* [WHAT THE EXERCISE ASKS] Copy every line below precisely, leaving nothing out.

(Records contained in a dataset)
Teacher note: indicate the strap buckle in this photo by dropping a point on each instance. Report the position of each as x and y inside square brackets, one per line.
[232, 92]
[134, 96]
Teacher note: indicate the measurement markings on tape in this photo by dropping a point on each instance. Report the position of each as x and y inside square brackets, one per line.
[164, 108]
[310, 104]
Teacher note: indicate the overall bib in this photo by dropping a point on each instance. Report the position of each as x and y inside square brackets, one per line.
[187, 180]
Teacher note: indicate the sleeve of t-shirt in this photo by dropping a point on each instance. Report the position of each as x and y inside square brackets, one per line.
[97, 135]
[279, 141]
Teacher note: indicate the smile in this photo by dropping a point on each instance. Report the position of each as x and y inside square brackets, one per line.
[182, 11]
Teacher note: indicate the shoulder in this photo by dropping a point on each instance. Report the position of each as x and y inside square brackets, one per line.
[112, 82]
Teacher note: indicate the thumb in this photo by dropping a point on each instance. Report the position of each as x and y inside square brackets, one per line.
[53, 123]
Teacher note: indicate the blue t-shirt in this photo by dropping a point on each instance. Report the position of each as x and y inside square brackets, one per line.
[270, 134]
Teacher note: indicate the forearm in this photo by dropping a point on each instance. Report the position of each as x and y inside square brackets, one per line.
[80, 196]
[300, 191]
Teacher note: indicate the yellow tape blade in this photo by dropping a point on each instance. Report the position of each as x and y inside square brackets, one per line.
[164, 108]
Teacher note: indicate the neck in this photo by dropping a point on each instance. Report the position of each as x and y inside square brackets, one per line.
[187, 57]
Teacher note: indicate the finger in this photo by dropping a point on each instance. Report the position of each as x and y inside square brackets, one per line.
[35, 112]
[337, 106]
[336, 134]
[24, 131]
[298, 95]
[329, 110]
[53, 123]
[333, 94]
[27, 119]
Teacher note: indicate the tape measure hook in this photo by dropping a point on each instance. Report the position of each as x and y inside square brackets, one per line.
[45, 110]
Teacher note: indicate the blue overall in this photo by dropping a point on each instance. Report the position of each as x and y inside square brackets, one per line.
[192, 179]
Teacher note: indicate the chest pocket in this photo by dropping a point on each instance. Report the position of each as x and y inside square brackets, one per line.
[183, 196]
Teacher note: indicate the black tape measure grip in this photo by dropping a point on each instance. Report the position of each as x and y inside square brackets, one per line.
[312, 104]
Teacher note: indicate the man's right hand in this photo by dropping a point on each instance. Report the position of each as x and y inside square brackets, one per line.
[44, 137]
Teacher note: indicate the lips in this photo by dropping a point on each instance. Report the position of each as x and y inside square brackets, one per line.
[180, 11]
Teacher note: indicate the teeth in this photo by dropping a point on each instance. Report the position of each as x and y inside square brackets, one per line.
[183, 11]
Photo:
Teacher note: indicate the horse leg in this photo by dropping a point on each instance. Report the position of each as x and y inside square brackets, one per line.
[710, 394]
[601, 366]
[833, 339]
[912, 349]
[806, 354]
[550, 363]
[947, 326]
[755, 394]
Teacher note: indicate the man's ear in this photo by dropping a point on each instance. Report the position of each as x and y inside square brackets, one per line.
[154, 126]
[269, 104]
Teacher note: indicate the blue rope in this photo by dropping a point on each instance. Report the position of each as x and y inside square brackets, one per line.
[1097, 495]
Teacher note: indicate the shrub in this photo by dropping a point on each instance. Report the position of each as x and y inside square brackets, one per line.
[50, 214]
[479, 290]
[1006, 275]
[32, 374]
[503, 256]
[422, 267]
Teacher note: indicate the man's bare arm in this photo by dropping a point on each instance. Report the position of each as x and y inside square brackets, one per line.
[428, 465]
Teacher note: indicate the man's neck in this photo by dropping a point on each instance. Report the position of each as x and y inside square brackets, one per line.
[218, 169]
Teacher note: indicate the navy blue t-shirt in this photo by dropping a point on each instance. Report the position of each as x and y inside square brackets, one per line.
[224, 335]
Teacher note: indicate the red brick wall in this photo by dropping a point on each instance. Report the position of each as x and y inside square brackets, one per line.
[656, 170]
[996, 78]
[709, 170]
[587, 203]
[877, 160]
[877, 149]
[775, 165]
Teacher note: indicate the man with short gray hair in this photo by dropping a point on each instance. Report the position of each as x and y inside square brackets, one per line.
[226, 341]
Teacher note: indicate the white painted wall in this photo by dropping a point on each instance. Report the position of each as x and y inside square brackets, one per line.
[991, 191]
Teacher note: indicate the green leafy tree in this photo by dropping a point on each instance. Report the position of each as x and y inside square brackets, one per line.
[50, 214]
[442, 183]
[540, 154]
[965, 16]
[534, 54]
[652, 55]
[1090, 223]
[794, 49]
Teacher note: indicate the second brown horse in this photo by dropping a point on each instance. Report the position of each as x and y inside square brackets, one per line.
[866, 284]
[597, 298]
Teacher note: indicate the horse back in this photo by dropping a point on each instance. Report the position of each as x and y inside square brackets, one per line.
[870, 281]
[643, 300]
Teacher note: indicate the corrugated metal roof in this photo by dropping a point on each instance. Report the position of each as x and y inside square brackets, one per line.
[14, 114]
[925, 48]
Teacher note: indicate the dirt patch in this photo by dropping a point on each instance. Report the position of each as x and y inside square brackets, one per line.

* [OUTPUT FOR THIS TASK]
Teacher note: indicate the strap buckle in this photo by dropping a point on each instance. Report the position of each as x and y inside square brackets, one per line.
[232, 92]
[134, 96]
Teacher note: indicate the measurement markings on tape in this photo by dropping a point on each instance. Report the position of each as x and y inside square brackets, one per line.
[164, 108]
[310, 104]
Teacher note: indicate the overall bib in this photo by dropping a point on each instance. Report the position of each as x and y inside square brackets, one per line.
[187, 180]
Teacher note: indicate the sleeve of t-shirt in this photo by dropping a point on each instance. Report the position of each as x and y inside square brackets, one per line.
[97, 135]
[279, 141]
Teacher note: indicate the smile in this photo by dropping a point on each instance. Report the position of each as x and y inside square brackets, one per line.
[182, 11]
Teacher note: indicate the shoulder in this photo by dropping a point on each instance. Report the position of each as x and y inside square brackets, one per line.
[112, 82]
Teacher note: indicate the thumb in this photo by dropping a point on each instance. Report the position of each as x and y inside square brackets, one per line.
[53, 123]
Teacher note: indicate the blue t-shirt in this photo by dropping a point on each instance. Report the position of each as x and y inside square brackets, one per line.
[270, 134]
Teacher note: indicate the forearm in this photo by dropping a point on each instance. Report the position of each as x and y inside square brackets, one per line.
[80, 196]
[300, 191]
Teacher note: indicate the yellow tape blade in this photo by dropping a point on each instance. Report the position of each as x and y inside square brackets, one per line.
[164, 108]
Teacher note: indicate the neck in this photo by dropping a point on each instance. Report the position of each as x and y inside square brackets, one per line.
[187, 57]
Teacher note: indicate the finger in this photo by dropping a point on each instance. Report the position of each as x and y inside square brackets, one per line.
[35, 112]
[337, 106]
[336, 134]
[24, 131]
[298, 95]
[329, 110]
[53, 123]
[333, 94]
[27, 119]
Teacher note: indicate the tape measure hook in this photo by dropping a point on each instance. Report the position of each as x and y inside square brackets, one per line.
[45, 110]
Teacher note: indicate the blue overall in this photo by dropping a point on each instance. Report the position of each as x and y inside square brackets, one per line.
[192, 179]
Teacher note: indicate the chest pocket in this photo by dropping a point on each instance. Report the position of each as x and y inside square brackets, one per line.
[183, 196]
Teacher note: indicate the black tape measure grip in this photo by dropping a point on each instance. Report the position of each as x and y inside square brackets, one per line.
[312, 104]
Teacher note: indicate the man's right hand in this photo by dropping a point on each instance. Report the position of each as x and y inside square brackets, one per line.
[44, 137]
Teacher note: indicate the lips in this photo by dropping a point on each instance. Report the position of each as x and y inside square brackets, one per line.
[180, 11]
Teacher note: indicate the teeth in this photo by dropping a point on each instance. Report the position of each as x and y inside square brackets, one per line.
[183, 11]
Photo:
Teacher note: indicate the horse leg in this photo by dropping a point on each instance. Report the position of each as x and y inside square brackets, one per line.
[710, 394]
[601, 366]
[833, 339]
[912, 349]
[806, 354]
[550, 363]
[947, 326]
[755, 394]
Teacher note: indicate the man's ear in this photo by dropping a point on each instance. Report the position of each as x and y inside square brackets, one per line.
[154, 126]
[269, 104]
Teacher note: indicate the blue rope in this photo by dropping a point on each instance. Report the position of each as x and y inside square brackets, one per line.
[1097, 495]
Teacher note: indicate the shrub in this photo by dropping a point on each instance. Report the position of each as x and y inside square brackets, one per line.
[50, 214]
[479, 290]
[1006, 275]
[32, 374]
[503, 256]
[422, 267]
Teacher note: indicate the man's bare arm in this photo by dropping a point on each instance. Report the position of each as x and y inside square brackets, one per line.
[428, 465]
Teacher note: indicate the man's neck in this photo by dropping a point on each instance. Report the position of each as x and y inside square brackets, one per line.
[218, 169]
Teacher note: indicate the navy blue t-shirt in this photo by dropping a point on each instance. Report the position of each as x and y inside square brackets, one per line.
[224, 335]
Teacher note: indicate the red brick wall in this photo by dropping a point on each instance. Report the position of each as x and y inside square brackets, one per line.
[656, 170]
[996, 78]
[709, 170]
[587, 203]
[877, 160]
[877, 149]
[775, 165]
Teacher note: indicate the man with short gray hair in this photo by dropping a point on each instance. Report the position of each as x and y inside square brackets, one per line.
[226, 341]
Teacher note: indicate the white painted wall in this photo by dropping a point on each instance. Report the position of each as x and y inside square brackets, one per line.
[991, 191]
Teacher note: indicate the green leafy tree in this photo by dropping a point on each instance. Report the position of each as x and y inside square brackets, one per line.
[50, 214]
[442, 183]
[540, 154]
[965, 16]
[534, 54]
[652, 55]
[1090, 223]
[794, 49]
Teacher note: indicate the second brown horse in this photo by dropping a point on each instance. Report the position of each as x and y inside square brackets, one per line.
[866, 284]
[597, 298]
Teacher note: indicate the horse back in this photo by dropping a point on each instance. Report the position of each as x and y inside square brackets, one per line.
[870, 281]
[643, 300]
Teacher note: indicate the corrugated metal roof in this photo by dropping a point on each instance. Report the position of each as x and y inside square brackets, one per line.
[14, 114]
[925, 48]
Teacher note: indicate the dirt patch in this photo by dropping a point on each instance. Report the position of each as x and y inside square brackets, one per line.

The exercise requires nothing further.